**Brief**
Copy out the line containing "The component shall return one point per instance of the ceiling" and each line after it, through the last one in the material, exactly as written.

**Raw records**
>>>
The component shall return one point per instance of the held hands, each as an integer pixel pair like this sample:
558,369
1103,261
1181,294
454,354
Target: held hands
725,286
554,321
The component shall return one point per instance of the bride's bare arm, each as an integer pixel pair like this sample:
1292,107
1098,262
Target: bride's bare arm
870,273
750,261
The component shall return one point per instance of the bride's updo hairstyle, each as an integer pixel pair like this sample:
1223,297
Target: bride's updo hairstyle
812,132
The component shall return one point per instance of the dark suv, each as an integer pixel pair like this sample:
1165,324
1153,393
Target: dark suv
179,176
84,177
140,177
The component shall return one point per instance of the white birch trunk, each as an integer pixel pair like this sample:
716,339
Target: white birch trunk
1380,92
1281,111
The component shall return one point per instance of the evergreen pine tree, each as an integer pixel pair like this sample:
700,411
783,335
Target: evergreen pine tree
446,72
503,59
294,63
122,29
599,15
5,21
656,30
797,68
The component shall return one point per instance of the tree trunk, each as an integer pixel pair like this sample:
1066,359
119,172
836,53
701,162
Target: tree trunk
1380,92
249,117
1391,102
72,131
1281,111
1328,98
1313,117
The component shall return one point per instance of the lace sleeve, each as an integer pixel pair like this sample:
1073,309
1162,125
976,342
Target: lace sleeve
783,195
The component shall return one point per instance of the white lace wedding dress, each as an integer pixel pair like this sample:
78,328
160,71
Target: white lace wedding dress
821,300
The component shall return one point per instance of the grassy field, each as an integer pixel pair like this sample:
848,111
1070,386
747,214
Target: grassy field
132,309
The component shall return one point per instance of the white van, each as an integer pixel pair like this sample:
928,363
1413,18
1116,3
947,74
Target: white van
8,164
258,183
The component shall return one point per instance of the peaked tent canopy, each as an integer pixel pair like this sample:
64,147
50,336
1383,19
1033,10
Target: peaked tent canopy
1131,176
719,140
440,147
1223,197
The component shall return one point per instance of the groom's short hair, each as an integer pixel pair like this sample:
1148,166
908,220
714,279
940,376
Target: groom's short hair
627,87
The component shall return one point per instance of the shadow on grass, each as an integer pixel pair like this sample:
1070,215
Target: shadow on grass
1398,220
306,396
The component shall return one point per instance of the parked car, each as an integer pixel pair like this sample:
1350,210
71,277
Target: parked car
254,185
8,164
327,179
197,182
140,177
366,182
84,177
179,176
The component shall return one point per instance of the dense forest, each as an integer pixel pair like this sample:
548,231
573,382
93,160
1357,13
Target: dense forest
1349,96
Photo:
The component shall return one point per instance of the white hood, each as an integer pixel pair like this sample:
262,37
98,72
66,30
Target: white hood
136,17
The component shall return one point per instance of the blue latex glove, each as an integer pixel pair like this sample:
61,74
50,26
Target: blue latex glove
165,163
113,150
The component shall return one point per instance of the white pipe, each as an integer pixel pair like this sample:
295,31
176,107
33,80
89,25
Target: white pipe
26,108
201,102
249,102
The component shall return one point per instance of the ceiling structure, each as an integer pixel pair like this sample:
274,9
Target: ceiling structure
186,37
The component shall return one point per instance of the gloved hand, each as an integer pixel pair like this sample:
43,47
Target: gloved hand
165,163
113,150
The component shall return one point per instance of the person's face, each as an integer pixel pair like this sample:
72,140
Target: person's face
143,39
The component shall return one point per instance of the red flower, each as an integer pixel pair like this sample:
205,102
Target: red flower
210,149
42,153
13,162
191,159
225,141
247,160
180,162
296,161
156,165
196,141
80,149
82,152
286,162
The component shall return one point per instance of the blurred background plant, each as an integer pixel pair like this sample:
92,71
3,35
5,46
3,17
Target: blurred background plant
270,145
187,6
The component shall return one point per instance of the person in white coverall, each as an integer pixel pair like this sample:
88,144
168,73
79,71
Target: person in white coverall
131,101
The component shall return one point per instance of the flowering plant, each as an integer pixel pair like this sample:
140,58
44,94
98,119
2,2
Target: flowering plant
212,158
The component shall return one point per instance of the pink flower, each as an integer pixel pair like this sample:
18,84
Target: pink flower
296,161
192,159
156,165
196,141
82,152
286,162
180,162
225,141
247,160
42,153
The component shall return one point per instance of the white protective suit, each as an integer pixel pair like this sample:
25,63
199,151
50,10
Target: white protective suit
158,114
<<<
**Finished answer**
The component shall return one point per instance of the ceiling structure, each as an integer pixel pair like this sample:
274,9
Target: ceiling structure
186,37
The component shall return one point per instance of the gloved hand, each as an integer pixel pair like this sample:
43,47
Target: gloved hand
165,163
113,150
The component shall return one point per instance of the person's face, each as an integer pixel pair like this sample:
72,140
Target: person's face
143,39
The component shall return one point per instance of the red flower, each as an integer pixel pair like this sample:
205,102
Target: red flower
210,149
42,153
13,162
191,159
225,141
247,160
180,162
296,161
156,165
196,141
80,149
82,152
286,162
The component shall return one point per instance of the blurred background plant, each as an integer pixel pair like this sample:
92,71
3,35
5,46
3,17
Target: blurred background plant
270,145
187,6
The component shall return one point per instance of the person in white coverall, each as an integer pixel pair like this sample:
88,144
168,73
79,71
Target: person in white coverall
131,101
The component shall return one point per instance of the flowering plant, each as an integer pixel pair like this sample:
140,58
44,94
98,119
2,2
Target: flowering plant
212,158
The component shall return one point per instance of the pink flower, each as an integer pixel pair like this sample:
18,84
Target: pink flower
296,161
192,159
156,165
196,141
82,152
286,162
180,162
225,141
247,160
42,153
The component shall return one point per instance of the white protective suit, each as an integer pixel pair like this sample:
25,63
199,151
50,10
Target: white protective suit
158,114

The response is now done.